- **DIRECTIVE**: Restate the whole listing word for word. Pictures are left out.

____ TASK INPUT

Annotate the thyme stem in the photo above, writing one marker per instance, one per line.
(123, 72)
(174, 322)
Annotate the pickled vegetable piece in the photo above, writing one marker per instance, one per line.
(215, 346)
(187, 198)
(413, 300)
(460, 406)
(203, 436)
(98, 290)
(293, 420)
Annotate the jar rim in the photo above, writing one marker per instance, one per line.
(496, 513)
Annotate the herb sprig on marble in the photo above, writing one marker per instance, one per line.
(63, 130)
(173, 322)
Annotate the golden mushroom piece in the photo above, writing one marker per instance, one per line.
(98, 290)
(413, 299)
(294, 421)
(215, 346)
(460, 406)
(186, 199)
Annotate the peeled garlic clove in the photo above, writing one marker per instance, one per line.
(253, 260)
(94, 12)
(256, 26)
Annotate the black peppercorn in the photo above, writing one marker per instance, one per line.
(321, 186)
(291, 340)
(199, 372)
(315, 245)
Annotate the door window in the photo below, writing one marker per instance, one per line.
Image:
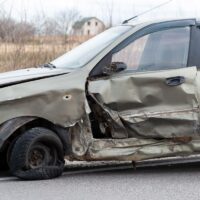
(167, 49)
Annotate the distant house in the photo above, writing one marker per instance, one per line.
(88, 26)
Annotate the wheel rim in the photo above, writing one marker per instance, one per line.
(41, 155)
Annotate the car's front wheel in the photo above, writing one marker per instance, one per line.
(37, 154)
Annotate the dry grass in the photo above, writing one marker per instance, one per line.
(36, 51)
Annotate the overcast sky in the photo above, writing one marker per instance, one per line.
(122, 9)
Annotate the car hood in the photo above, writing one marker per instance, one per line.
(23, 75)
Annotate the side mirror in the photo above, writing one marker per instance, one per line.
(114, 68)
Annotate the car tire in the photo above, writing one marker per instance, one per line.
(37, 155)
(3, 162)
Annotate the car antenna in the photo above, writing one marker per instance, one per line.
(147, 11)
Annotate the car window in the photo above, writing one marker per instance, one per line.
(167, 49)
(82, 54)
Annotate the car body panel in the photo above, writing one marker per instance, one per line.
(62, 99)
(146, 106)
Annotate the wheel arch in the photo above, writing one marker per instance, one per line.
(13, 128)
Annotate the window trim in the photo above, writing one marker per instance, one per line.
(98, 69)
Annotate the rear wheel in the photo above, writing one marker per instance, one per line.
(37, 154)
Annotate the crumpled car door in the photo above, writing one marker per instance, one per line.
(161, 104)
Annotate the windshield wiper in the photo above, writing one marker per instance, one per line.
(49, 65)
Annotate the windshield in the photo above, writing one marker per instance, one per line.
(82, 54)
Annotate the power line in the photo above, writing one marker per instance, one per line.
(4, 1)
(147, 11)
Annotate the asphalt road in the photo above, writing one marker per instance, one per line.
(160, 183)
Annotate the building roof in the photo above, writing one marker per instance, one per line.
(79, 24)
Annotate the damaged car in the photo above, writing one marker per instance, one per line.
(129, 94)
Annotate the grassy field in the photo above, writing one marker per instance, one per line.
(37, 51)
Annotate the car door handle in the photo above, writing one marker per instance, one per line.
(175, 81)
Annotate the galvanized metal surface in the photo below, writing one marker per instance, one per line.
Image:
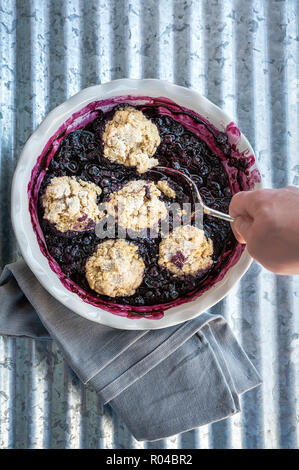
(244, 56)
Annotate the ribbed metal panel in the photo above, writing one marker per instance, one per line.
(244, 56)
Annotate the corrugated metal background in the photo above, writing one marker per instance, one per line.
(244, 56)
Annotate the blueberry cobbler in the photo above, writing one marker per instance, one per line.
(98, 170)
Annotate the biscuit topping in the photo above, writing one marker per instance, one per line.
(115, 269)
(185, 251)
(131, 139)
(71, 204)
(137, 205)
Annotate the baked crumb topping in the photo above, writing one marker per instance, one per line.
(185, 251)
(115, 269)
(137, 205)
(71, 204)
(131, 139)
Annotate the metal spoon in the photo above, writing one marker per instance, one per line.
(207, 210)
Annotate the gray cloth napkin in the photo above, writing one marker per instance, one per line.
(161, 382)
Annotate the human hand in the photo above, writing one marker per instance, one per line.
(267, 220)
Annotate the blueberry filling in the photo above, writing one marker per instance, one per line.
(80, 154)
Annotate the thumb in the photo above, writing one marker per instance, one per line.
(241, 227)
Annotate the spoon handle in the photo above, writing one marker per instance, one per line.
(218, 214)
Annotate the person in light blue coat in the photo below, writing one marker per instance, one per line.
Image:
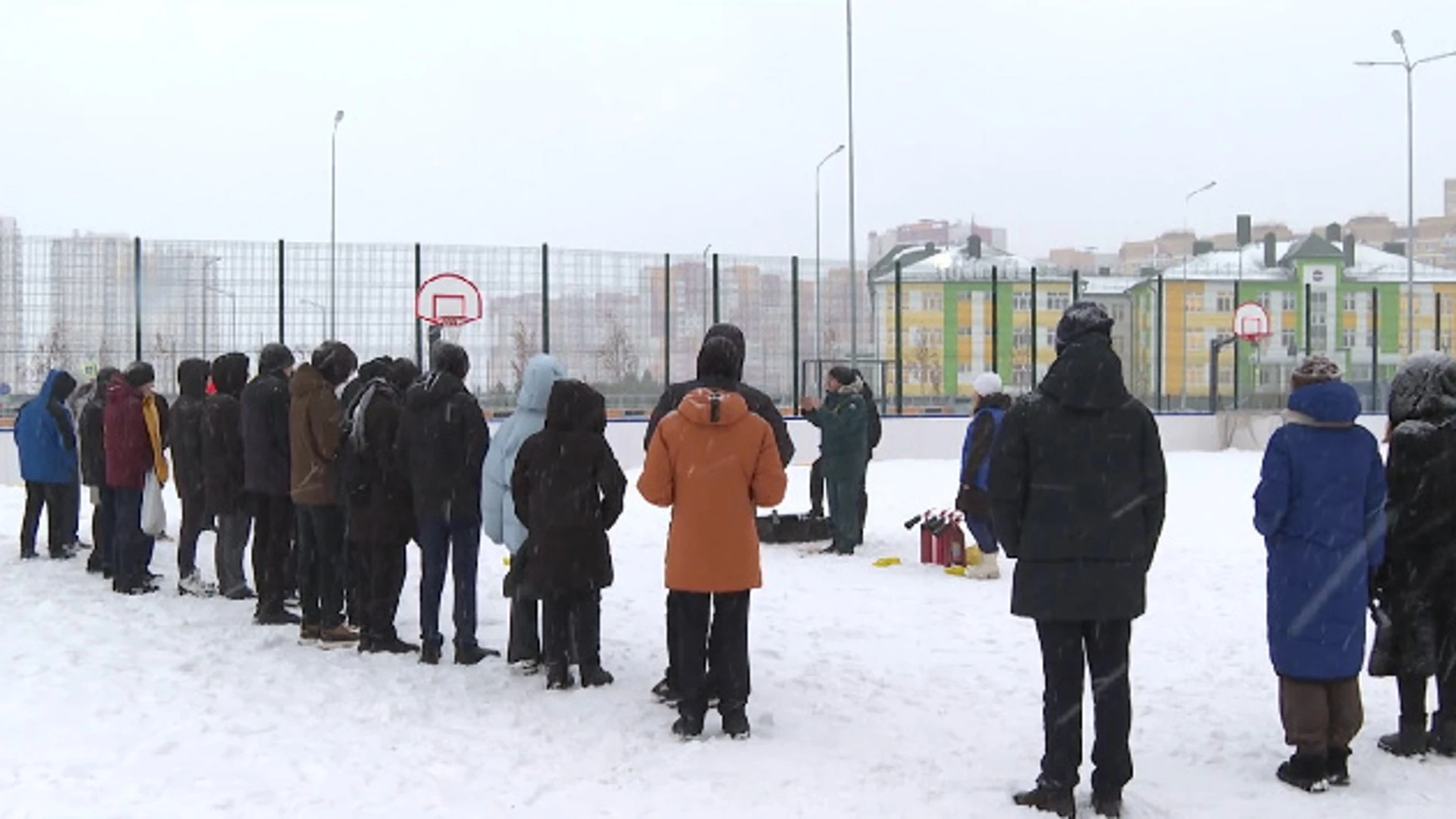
(498, 515)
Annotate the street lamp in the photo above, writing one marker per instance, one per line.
(819, 299)
(1410, 172)
(334, 174)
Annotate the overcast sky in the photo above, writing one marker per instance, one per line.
(669, 124)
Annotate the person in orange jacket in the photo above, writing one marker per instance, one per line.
(712, 461)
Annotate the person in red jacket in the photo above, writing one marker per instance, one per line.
(131, 452)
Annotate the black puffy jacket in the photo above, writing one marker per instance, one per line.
(1078, 490)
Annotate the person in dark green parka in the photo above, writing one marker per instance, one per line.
(843, 420)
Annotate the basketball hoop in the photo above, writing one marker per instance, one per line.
(449, 300)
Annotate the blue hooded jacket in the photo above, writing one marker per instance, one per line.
(46, 433)
(1321, 509)
(498, 518)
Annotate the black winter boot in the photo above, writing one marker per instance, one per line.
(1304, 771)
(1049, 799)
(1337, 767)
(1410, 741)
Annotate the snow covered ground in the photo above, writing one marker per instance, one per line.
(877, 692)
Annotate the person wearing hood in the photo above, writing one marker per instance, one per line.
(187, 463)
(46, 436)
(843, 452)
(223, 472)
(1321, 509)
(712, 463)
(498, 518)
(381, 512)
(441, 444)
(93, 472)
(1078, 488)
(267, 474)
(730, 379)
(133, 428)
(1417, 580)
(313, 438)
(568, 484)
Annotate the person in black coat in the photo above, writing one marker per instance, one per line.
(223, 472)
(379, 507)
(1417, 583)
(93, 472)
(759, 404)
(1078, 494)
(267, 474)
(570, 487)
(441, 445)
(187, 466)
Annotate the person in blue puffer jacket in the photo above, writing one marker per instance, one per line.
(46, 436)
(974, 499)
(498, 518)
(1321, 509)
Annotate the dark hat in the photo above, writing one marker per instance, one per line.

________

- **PROBLEM SOLUTION**:
Annotate the thyme stem in the photo above, writing one marker per instance, one per line.
(123, 72)
(174, 322)
Annotate the pickled vegetable piece in the photo above, writing one marker per instance, one per line.
(215, 346)
(187, 198)
(413, 300)
(460, 406)
(203, 436)
(98, 290)
(293, 420)
Annotate the jar rim in the photo above, writing one marker per instance, one per line.
(496, 513)
Annotate the herb sprig on marble in the photo above, writing one marker per instance, one per line.
(63, 130)
(173, 322)
Annotate the golden mushroom piece in the photo above, writing one marker per instance, one per line.
(98, 290)
(413, 299)
(294, 421)
(215, 346)
(460, 406)
(186, 199)
Annotate the peeled garlic clove in the photo above, writing one marker per instance, one per line.
(253, 260)
(94, 12)
(256, 26)
Annotate the black peppercorn in the photo above, writing one marker per instance, one per line.
(321, 186)
(291, 340)
(199, 372)
(315, 245)
Annotate the door window in the photo below, writing one marker per instance, one per line.
Image:
(167, 49)
Annotate the distant house in the photo above, writing one marker per instance, one per line.
(88, 26)
Annotate the wheel rim in the photo above, writing one marker per instance, one per line.
(41, 155)
Annotate the car's front wheel in the photo above, writing one marker per instance, one per line.
(37, 154)
Annotate the dry grass in the photo above, writing one marker per instance, one per line.
(36, 51)
Annotate the overcast sky in the photo above, writing one marker per instance, one per line.
(122, 9)
Annotate the car hood in the photo above, writing one marker per instance, one per line.
(23, 75)
Annotate the side mirror in the photo above, writing one marker per instance, one per line.
(114, 68)
Annotate the car tire in the photo above, writing one marker per instance, one per line.
(37, 155)
(3, 162)
Annotate the car antenna in the photo above, writing one marker per instance, one per line.
(147, 11)
Annotate the car window in the photo above, writing one marker per instance, one per line.
(167, 49)
(82, 54)
Annotate the car body panel in the photo above, writing one marker per instance, one per line.
(62, 99)
(146, 106)
Annotate the wheel arch in the photo above, writing one marker per instance, one per line.
(13, 128)
Annotate the window trim in the photo above, writing one marker per instance, one per line.
(98, 69)
Annotate the rear wheel in the photo above, writing one marker per instance, one per line.
(37, 154)
Annotate the crumpled car door in the photo above, writing one marker per instance, one per line.
(161, 104)
Annotate the windshield wiper in the photo above, writing one marker per instance, one per line.
(49, 65)
Annotate the windshield in the photo above, writing one marker per instance, one per line.
(82, 54)
Annotate the power line in the photo above, writing one marker per instance, one per line.
(4, 1)
(147, 11)
Annotate the asphalt road in the photo above, writing one marker per instance, one per line.
(160, 183)
Annotate the building roof in the photo above, writing one marker per instance, one per line.
(79, 24)
Annotate the damaged car in the photo above, writing one marker per instance, one per line.
(129, 94)
Annotate the grassy field in the photo above, writing one marker per instance, one per line.
(37, 51)
Annotate the car door handle in the photo above, writing one marker per instance, one per line.
(175, 81)
Annotate the galvanized metal surface in the photo below, writing one marker per instance, one per line.
Image:
(244, 56)
Annotate the ribbed metal panel in the photo above, writing one marker per instance, one per line.
(244, 56)
Annotate the corrugated metal background in the photo above, writing one marker per instance, one per line.
(244, 56)
Annotate the blueberry cobbler in the photo above, writing one marker per instance, one per line.
(98, 170)
Annotate the biscuit topping in the photo above, writing one marker per instance, one per line.
(115, 269)
(185, 251)
(131, 139)
(71, 204)
(137, 205)
Annotate the baked crumb topping in the photo above, writing one marker per instance, one per line.
(185, 251)
(115, 269)
(137, 205)
(71, 204)
(131, 139)
Annotate the metal spoon in the photo above, writing one marker per instance, one per line.
(207, 210)
Annotate the gray cloth napkin in the photo above, writing one marker per instance, one per line.
(161, 382)
Annotate the human hand in the photo above, writing one marker per instance, one per line.
(267, 220)
Annotate the blueberry filling in the photo above, writing one marker per instance, one per line.
(80, 154)
Annotate the thumb in the photo above, writing one marker per instance, one per line.
(241, 227)
Annotate the spoon handle in the photo above, writing one marker per instance, one per line.
(218, 214)
Annotate the person in light blue coat in the photo below, writing one marker per instance, one per line.
Image:
(498, 515)
Annotate the street lamp in the photo above, writing one marker per instance, one per line.
(819, 299)
(1410, 172)
(334, 174)
Annotate the overcast sky in the photo above, writing one marker per instance, one per line.
(669, 124)
Annotate the person in orange jacket in the photo above, writing one marker per instance, one per line.
(712, 461)
Annotate the person in red jacket in the photo above, writing one marker per instance, one per line.
(131, 452)
Annotate the black puffy jacket in the photo above, writing one marker per instance, one per line.
(1078, 490)
Annotate the person in dark green parka in the photo above, writing one marker per instance, one per line.
(843, 420)
Annotate the basketball hoop in the photo above, writing one marker per instance, one per line.
(449, 300)
Annotate the blue hooded jacket in the photo above, writing one marker per instance, one per line.
(46, 433)
(1321, 509)
(498, 518)
Annotate the black winter boot in the photo above, writing one marker per instance, one per line.
(1304, 771)
(1049, 799)
(1337, 767)
(1410, 741)
Annotate the snow covered ground in the photo above, writing one marker per instance, one per line.
(877, 692)
Annotate the person wearing hood in the photo above, writing one marker per instance, one per line.
(187, 463)
(46, 436)
(843, 452)
(223, 472)
(1321, 509)
(712, 463)
(498, 518)
(381, 512)
(441, 444)
(93, 472)
(1078, 488)
(267, 474)
(730, 379)
(133, 428)
(1417, 580)
(313, 438)
(568, 484)
Annotate the person in black coat in the photo above, writing one marker per instance, one per line.
(223, 472)
(379, 507)
(1417, 583)
(93, 472)
(759, 404)
(1078, 494)
(267, 474)
(570, 487)
(441, 445)
(187, 466)
Annotate the person in blue puffer jacket in the photo above, writing one marker per instance, one per line.
(46, 436)
(974, 499)
(498, 518)
(1321, 509)
Annotate the dark hat in the photo above, writing one marker per instance, one per line.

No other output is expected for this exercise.